*Vorliegender Text*
++++

# auslesen einer XML Datei via PHP



## virtualsix (9. Januar 2003)

An alle PhP-Freaks,

ich programmiere noch nicht lange PHP und habe mir gleichmal zur AUfgabe gemacht, via PHP eine XML Datei welche auf einem entfernten Server liegt auszulesen.

Wie kann ich das genau machen ?


----------



## Christian Fein (9. Januar 2003)

Du bestimmst einen parser durch den aufruf vom 

$xm._parser = xml_parser_create();

Danach musst du die Handler bestimmen
also z.b den ElementHandler

bool xml_set_element_handler ( resource parser, string start_element_handler, string end_element_handler)

Das heisst 
xml_set_element_handler($xml_parser,"startNode","endNode");

Damit wird beim auftreten einer XML Node beim öffneenden Tag die Funktion startNode() aufgerufen und zwar mit folgenden Paramtern(resource Parser, String name, String[] Attributes)

das heisst du kannst in dieser funktion mit foreach die Attribute durchlaufen usw.

end node ist ähnlich nur ohne Attribute.

++++

*Aufgelistete Zeilen*
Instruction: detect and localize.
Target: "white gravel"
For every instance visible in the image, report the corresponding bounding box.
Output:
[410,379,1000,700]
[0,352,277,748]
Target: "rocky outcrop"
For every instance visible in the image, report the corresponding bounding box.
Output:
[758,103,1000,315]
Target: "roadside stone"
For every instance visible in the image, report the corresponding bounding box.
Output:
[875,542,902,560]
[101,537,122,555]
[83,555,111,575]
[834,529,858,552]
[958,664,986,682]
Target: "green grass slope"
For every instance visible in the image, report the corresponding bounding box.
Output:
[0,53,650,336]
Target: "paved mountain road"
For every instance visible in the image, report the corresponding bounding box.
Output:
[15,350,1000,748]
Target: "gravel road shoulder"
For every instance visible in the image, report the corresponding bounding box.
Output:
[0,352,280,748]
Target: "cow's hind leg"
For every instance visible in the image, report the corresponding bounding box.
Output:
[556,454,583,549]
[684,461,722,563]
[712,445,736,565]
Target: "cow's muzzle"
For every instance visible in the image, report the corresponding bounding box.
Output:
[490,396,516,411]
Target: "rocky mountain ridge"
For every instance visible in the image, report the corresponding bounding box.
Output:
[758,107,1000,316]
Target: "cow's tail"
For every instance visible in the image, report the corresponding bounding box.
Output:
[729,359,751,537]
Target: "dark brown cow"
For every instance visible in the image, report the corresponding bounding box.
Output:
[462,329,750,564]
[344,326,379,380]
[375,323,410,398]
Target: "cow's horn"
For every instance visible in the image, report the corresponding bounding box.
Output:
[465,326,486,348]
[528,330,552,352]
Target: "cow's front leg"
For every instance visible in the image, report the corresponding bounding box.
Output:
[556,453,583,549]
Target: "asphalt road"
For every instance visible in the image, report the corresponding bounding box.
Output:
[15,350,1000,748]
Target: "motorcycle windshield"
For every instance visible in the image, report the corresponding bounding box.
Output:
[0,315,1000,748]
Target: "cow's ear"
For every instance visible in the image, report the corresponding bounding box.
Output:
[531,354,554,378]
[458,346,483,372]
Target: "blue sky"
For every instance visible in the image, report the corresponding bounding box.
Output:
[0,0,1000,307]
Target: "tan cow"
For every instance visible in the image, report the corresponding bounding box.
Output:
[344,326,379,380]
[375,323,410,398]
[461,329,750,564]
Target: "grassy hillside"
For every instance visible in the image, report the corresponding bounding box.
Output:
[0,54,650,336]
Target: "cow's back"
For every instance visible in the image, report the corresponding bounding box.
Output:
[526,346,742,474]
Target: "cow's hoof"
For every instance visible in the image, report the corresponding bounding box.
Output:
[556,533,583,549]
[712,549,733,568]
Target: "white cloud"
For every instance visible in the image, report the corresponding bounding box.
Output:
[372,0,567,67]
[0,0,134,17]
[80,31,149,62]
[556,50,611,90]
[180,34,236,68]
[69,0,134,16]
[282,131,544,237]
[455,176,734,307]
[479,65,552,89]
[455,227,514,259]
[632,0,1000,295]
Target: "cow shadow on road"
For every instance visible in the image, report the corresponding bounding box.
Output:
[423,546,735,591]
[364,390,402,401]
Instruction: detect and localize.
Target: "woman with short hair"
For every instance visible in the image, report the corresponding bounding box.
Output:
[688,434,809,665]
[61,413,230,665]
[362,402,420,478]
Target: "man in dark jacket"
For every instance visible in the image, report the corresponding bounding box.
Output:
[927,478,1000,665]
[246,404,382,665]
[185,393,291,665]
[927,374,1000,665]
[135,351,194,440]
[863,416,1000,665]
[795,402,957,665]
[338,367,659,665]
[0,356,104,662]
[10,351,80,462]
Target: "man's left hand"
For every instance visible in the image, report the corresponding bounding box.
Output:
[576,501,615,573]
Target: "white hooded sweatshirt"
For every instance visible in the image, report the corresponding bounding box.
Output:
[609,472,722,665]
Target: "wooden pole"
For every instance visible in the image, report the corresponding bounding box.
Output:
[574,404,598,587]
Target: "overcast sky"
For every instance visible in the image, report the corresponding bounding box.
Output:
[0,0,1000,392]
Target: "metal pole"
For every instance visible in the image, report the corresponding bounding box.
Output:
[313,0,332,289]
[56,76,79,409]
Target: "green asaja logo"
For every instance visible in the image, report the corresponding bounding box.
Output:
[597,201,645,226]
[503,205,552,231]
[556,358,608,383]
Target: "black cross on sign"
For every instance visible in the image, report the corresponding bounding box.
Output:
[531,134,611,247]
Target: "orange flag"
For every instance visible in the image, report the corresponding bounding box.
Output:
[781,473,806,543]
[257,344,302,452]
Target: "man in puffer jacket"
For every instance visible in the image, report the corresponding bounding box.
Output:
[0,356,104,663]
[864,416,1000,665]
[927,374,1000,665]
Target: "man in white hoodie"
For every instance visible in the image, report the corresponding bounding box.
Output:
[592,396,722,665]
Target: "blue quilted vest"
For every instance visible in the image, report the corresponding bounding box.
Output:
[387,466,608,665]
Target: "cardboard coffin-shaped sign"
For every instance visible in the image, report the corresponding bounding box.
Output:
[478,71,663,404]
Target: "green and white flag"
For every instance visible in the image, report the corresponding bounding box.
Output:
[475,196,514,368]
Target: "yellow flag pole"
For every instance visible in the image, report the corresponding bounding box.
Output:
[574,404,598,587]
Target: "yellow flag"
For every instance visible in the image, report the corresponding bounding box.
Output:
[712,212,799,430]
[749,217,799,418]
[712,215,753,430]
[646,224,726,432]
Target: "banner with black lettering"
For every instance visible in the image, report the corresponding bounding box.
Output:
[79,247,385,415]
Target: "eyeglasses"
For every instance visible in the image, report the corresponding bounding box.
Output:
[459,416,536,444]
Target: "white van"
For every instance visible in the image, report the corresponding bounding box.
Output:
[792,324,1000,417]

++++

*Deine Aufgabe*
Kannst du aus dem Forenthread zum Auslesen einer XML-Datei per PHP die Passage wortgetreu entnehmen, beginnend bei „## virtualsix (9.“ und endend bei „genau machen ?“?

*Erledigte Aufgabe*
## virtualsix (9. Januar 2003)

An alle PhP-Freaks,

ich programmiere noch nicht lange PHP und habe mir gleichmal zur AUfgabe gemacht, via PHP eine XML Datei welche auf einem entfernten Server liegt auszulesen.

Wie kann ich das genau machen ?